Dataset excerpts on object pointing:
'''
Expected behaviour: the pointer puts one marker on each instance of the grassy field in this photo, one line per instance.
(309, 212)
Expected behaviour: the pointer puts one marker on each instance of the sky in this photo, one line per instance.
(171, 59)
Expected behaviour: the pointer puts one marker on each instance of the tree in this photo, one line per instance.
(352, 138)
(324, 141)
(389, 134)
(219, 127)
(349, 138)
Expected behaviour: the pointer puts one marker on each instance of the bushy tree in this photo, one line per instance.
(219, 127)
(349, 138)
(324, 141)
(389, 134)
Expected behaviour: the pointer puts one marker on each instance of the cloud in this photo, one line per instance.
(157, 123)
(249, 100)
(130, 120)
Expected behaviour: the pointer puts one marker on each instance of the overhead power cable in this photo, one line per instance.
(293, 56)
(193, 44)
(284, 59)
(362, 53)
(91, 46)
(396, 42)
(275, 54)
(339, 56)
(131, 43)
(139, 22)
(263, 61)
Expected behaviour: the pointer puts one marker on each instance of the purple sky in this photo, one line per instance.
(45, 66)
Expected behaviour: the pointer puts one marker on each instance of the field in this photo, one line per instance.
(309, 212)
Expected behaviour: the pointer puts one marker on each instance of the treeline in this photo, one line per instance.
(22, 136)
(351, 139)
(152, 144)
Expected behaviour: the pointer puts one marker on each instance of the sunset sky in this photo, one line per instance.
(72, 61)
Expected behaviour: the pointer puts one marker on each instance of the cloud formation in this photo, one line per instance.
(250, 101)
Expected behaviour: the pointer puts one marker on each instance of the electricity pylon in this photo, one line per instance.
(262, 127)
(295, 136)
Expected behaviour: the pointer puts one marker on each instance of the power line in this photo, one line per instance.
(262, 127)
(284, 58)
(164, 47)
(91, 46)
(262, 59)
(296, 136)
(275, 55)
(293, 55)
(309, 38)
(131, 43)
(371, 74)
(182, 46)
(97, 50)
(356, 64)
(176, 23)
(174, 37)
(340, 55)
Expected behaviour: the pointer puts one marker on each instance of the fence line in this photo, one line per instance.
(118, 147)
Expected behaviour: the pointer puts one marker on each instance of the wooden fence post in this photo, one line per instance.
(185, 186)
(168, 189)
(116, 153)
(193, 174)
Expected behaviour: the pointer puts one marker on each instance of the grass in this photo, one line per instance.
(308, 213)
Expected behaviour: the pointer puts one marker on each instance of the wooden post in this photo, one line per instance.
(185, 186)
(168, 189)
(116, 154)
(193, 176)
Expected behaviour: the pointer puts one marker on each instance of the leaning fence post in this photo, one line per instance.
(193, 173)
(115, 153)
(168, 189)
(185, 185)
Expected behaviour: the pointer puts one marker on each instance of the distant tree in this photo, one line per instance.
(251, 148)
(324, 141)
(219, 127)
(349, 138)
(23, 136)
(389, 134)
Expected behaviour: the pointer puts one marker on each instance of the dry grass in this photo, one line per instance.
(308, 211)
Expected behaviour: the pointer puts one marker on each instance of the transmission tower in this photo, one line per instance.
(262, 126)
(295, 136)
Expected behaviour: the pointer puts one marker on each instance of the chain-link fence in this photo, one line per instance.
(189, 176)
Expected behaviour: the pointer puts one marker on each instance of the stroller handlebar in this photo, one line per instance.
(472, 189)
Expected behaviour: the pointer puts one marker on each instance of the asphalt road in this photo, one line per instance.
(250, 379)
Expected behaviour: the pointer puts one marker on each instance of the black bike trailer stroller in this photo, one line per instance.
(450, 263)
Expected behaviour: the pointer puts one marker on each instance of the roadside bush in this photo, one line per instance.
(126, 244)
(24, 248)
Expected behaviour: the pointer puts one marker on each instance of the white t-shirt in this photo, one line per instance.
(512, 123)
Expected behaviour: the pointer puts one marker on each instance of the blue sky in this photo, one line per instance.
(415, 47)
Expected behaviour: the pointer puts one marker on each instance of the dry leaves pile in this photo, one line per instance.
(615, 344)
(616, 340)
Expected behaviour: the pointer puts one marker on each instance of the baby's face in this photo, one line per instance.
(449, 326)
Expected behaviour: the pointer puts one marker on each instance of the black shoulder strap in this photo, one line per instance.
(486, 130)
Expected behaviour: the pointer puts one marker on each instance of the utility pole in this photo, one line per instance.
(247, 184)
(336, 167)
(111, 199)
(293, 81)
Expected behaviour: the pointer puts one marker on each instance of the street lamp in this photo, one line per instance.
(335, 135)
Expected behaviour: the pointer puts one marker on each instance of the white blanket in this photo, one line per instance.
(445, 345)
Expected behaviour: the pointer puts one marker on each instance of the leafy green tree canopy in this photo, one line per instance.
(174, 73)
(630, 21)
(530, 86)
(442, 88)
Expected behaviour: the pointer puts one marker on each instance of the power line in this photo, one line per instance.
'''
[Exercise requirements]
Your task is to transcribe the line containing "strap in this photo, one line per instance." and every line after it, through the last line of the data, exactly as written and with nothing more.

[Result]
Expected behaviour: the pointer puts one marker on each instance of the black shoulder strap in this photo, one line per instance.
(486, 130)
Expected behaviour: the pointer puts one marker on each instance of the utility pole in this photo, one line per instance.
(247, 184)
(336, 167)
(111, 199)
(293, 81)
Expected behaviour: the pointer puts one marker on each instance of the street lamp in this photo, one line per instance.
(335, 135)
Expected behaviour: the pointer puts one marker on each instance of the white blanket in this photo, one line per instance.
(445, 345)
Expected behaviour: the pointer puts one marker on each instance of the leafy green tree canopy in this photo, one line per instance.
(174, 73)
(630, 21)
(530, 86)
(442, 88)
Expected behaviour: the pointer puts one marker on each instance of the power line in this photo, one line per instance.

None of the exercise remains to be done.